What the task requires: Show every line of the records that contains the string "face", and treat case as significant.

Records for this task:

•••

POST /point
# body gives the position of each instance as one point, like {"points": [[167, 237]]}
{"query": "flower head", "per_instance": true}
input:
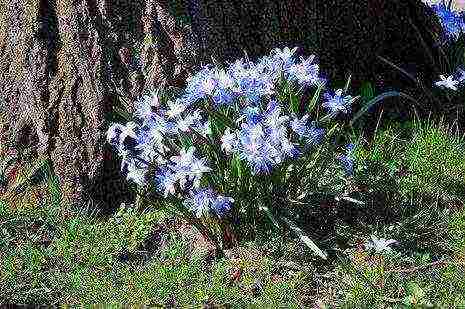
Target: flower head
{"points": [[204, 201], [337, 103], [448, 82]]}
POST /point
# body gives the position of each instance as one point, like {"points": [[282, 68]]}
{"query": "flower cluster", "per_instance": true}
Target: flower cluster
{"points": [[451, 81], [452, 22], [264, 139], [251, 81], [202, 201], [175, 136]]}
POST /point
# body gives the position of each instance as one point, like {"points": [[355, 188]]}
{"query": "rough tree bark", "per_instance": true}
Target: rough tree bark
{"points": [[65, 63]]}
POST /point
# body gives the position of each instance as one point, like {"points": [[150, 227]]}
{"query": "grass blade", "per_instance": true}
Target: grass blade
{"points": [[377, 99], [305, 239]]}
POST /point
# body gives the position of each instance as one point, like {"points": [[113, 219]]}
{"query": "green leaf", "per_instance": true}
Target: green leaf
{"points": [[270, 216], [236, 167], [315, 97], [304, 238], [366, 91], [347, 84], [294, 101]]}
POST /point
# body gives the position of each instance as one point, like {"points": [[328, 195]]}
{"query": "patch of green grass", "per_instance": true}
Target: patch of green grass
{"points": [[87, 260]]}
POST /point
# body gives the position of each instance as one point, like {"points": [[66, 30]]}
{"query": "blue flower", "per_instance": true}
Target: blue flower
{"points": [[299, 126], [337, 103], [285, 56], [203, 201], [452, 22], [347, 160], [228, 141], [448, 82], [306, 72]]}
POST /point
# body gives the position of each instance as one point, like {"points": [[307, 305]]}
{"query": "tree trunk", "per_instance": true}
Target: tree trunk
{"points": [[65, 64]]}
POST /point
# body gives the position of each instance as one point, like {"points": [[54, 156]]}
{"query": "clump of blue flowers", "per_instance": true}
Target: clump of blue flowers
{"points": [[232, 138], [452, 22]]}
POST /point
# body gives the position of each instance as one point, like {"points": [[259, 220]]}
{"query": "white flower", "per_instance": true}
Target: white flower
{"points": [[208, 85], [462, 75], [228, 141], [448, 82], [175, 108], [380, 244]]}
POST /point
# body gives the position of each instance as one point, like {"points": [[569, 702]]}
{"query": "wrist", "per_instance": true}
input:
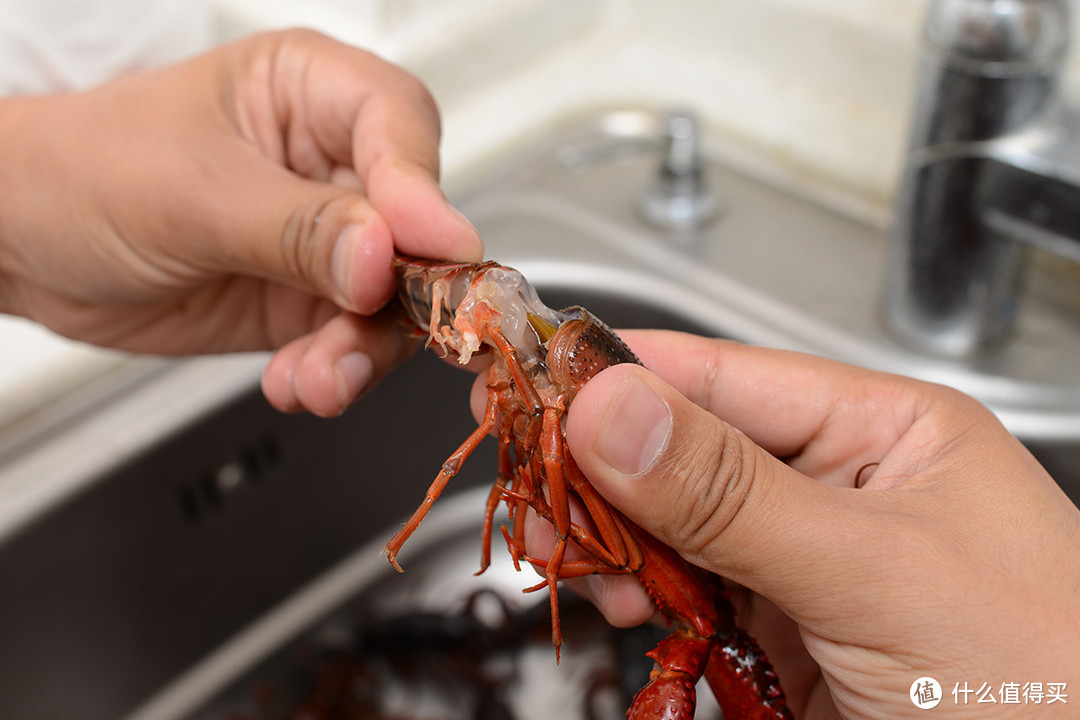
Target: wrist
{"points": [[30, 208]]}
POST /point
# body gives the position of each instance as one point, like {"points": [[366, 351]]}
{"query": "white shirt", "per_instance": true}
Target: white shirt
{"points": [[57, 45]]}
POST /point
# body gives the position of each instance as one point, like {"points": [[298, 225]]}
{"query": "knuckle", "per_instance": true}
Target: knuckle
{"points": [[719, 472], [301, 255]]}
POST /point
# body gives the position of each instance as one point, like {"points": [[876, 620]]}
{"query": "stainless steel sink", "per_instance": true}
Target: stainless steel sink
{"points": [[198, 530]]}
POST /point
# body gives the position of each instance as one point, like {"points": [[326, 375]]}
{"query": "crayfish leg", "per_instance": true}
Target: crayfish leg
{"points": [[450, 469], [670, 693]]}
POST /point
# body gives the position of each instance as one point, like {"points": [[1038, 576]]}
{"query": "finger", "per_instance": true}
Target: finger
{"points": [[702, 487], [326, 107], [797, 407], [324, 372]]}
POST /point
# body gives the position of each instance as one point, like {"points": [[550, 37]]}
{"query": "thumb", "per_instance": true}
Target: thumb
{"points": [[701, 486]]}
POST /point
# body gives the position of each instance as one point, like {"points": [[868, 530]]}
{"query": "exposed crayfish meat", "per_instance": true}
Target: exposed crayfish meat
{"points": [[541, 357]]}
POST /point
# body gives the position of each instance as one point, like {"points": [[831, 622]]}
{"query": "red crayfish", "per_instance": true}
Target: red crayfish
{"points": [[541, 357]]}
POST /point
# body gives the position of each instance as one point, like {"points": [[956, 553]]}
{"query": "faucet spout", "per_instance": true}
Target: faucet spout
{"points": [[990, 172]]}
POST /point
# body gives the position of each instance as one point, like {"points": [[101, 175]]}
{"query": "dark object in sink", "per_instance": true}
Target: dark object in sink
{"points": [[464, 664]]}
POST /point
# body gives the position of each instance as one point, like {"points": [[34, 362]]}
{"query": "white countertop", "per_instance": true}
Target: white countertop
{"points": [[821, 87]]}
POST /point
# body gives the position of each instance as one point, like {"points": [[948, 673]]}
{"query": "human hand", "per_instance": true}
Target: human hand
{"points": [[906, 533], [247, 199]]}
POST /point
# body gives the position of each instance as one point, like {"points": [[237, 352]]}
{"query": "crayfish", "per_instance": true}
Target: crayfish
{"points": [[540, 358]]}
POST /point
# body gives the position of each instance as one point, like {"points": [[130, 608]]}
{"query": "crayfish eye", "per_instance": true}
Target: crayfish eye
{"points": [[543, 329]]}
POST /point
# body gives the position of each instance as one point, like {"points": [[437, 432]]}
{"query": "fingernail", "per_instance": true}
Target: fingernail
{"points": [[635, 431], [354, 372]]}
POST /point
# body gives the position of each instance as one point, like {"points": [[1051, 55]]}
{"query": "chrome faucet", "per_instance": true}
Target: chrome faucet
{"points": [[993, 171]]}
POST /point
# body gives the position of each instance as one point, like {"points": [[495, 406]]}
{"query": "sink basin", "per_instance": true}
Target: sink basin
{"points": [[179, 555]]}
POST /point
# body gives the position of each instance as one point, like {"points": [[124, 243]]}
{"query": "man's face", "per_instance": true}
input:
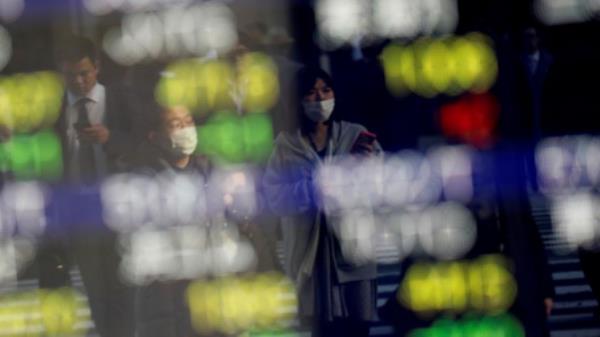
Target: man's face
{"points": [[176, 118], [80, 77]]}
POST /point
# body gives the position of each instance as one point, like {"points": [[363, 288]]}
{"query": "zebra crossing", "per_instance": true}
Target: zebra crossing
{"points": [[572, 316], [574, 305]]}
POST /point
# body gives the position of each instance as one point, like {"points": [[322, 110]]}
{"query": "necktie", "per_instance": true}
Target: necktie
{"points": [[87, 163]]}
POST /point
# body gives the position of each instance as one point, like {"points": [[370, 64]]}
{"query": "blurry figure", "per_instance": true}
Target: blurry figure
{"points": [[5, 135], [589, 260], [96, 122], [95, 126], [535, 63], [171, 139], [337, 296]]}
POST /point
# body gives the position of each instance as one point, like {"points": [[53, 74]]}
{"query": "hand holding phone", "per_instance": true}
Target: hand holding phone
{"points": [[365, 143]]}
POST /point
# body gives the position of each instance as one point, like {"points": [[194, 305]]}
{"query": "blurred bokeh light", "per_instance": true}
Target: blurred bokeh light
{"points": [[233, 305], [172, 32], [433, 66]]}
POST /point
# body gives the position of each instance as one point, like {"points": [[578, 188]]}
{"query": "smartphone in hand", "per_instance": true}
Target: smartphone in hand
{"points": [[364, 142]]}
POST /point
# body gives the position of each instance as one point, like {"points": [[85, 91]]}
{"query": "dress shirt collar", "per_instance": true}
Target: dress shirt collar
{"points": [[95, 95]]}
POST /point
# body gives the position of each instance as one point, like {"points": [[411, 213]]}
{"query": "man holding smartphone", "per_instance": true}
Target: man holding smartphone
{"points": [[96, 121], [96, 130]]}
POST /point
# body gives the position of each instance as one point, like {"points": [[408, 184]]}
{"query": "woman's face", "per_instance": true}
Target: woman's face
{"points": [[319, 92]]}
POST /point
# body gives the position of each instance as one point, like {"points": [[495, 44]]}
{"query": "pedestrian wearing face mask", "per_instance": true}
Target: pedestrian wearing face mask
{"points": [[168, 151], [337, 295], [171, 139]]}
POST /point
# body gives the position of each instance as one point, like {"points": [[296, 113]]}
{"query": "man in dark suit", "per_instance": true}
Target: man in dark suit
{"points": [[96, 122], [96, 131]]}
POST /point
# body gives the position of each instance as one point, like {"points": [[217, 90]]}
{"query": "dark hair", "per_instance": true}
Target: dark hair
{"points": [[308, 76], [306, 79], [75, 48]]}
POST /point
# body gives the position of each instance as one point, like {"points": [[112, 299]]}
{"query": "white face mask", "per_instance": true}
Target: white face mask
{"points": [[319, 111], [184, 141]]}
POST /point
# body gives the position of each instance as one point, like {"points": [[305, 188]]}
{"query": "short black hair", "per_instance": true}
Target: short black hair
{"points": [[307, 77], [152, 116], [305, 82], [75, 48]]}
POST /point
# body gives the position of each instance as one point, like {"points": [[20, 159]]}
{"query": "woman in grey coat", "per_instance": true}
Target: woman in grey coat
{"points": [[336, 294]]}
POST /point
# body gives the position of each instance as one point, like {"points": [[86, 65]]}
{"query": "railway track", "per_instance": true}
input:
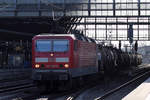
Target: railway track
{"points": [[74, 96], [111, 92], [16, 89]]}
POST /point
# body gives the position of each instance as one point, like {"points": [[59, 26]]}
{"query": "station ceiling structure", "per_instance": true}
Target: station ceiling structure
{"points": [[100, 19]]}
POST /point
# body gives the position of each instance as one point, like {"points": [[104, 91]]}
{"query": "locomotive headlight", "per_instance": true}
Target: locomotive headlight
{"points": [[37, 66], [66, 66]]}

•••

In response:
{"query": "man's face", "per_instance": true}
Target: man's face
{"query": "woman's face", "per_instance": true}
Target: woman's face
{"query": "pedestrian wearing face mask", "per_instance": true}
Target: pedestrian wearing face mask
{"query": "white face mask", "per_instance": true}
Target: white face mask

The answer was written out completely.